▶ _Text shown_:
Whilst steps are therefore being taken to address the gap in governance caused by the delays to the Bill, it is clear that the functions of the OEP will not be being properly performed until perhaps 2022, a year after the end of the EU exit transition period.  In addition, there is still uncertainty about some aspects of the Environment Bill and the delays suffered by the Bill have exacerbated this. 

Principles and targets

A policy statement on environmental principles must be prepared by the Secretary of State under clause 16 of the Environment Bill.  The five principles are set out in cl 16(5).  The consultation on the draft policy statement on environmental principles was launched on 10 March 2021 [4].   The position is that there is consultation on the draft policy on the environmental principles before the environmental principles have been set by Parliament.  The consultation closes on 2 June 2021.  

The Environment Bill also requires drafts of statutory instruments containing regulations setting the long-term environmental targets to be laid before Parliament on or before 31 October 2022.  Given the timings, the work to establish the targets is proceeding in parallel.  The process is being undertaken in accordance with the environmental targets policy paper published in August 2020 [5].

▶ _Required tasks_:
1. Answer these questions about the excerpt on the Environment Bill, one line each:
(a) On what date was the consultation on the draft policy statement on environmental principles launched?
(b) By what date must drafts of the statutory instruments setting the long-term environmental targets be laid before Parliament?
(c) When was the environmental targets policy paper published?
2. Summarize the excerpt on the Environment Bill in two sentences.
3. List every date in the excerpt on the Environment Bill that includes a specific day of the month.

▶ _Data segment_:
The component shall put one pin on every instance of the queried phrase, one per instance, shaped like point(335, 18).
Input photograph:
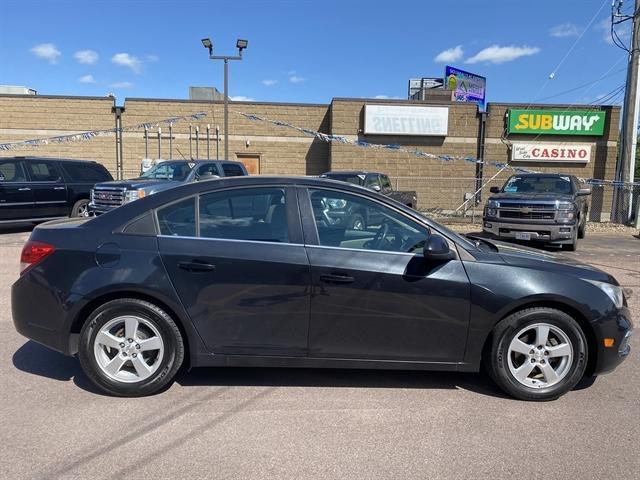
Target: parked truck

▶ _Per-task outputs_:
1.
(a) 10 March 2021
(b) On or before 31 October 2022
(c) August 2020

2. The functions of the OEP may not be properly performed until perhaps 2022, and delays to the Environment Bill have added to uncertainty about some of its aspects. A consultation on the draft policy statement on environmental principles, which the Secretary of State must prepare under clause 16, runs from 10 March to 2 June 2021, while work on the long-term environmental targets, whose draft regulations must be laid before Parliament by 31 October 2022, is proceeding in parallel.

3.
10 March 2021
2 June 2021
31 October 2022